(Stored dataset items)
— Start —
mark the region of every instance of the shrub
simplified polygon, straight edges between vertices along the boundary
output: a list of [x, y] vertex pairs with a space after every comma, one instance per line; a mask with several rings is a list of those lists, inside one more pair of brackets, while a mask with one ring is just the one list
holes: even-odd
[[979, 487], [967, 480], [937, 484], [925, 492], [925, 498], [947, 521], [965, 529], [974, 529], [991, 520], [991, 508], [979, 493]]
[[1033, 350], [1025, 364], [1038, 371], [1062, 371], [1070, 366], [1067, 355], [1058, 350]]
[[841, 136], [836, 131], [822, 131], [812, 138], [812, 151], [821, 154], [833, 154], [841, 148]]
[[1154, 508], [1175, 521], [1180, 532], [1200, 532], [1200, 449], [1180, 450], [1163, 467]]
— End —
▶ Challenge
Could you rewrite the records above as a numbered list, leaving out any blank lines?

▶ Full answer
1. mark the region of every instance of the shrub
2. simplified polygon, straight edges between vertices along the boundary
3. output: a list of [x, y] vertex pairs with a space after every comma, one instance per line; a mask with several rings is a list of those lists, inside one more pair of brackets, while a mask with one ring is just the one list
4. holes: even-odd
5. [[979, 487], [967, 480], [937, 484], [925, 492], [925, 498], [947, 521], [965, 529], [974, 529], [991, 520], [991, 508], [979, 493]]
6. [[1033, 350], [1025, 364], [1038, 371], [1062, 371], [1070, 366], [1067, 355], [1058, 350]]
7. [[841, 136], [836, 131], [822, 131], [812, 138], [812, 151], [821, 154], [833, 154], [841, 148]]
8. [[1154, 508], [1175, 521], [1180, 532], [1200, 532], [1200, 449], [1180, 450], [1163, 467]]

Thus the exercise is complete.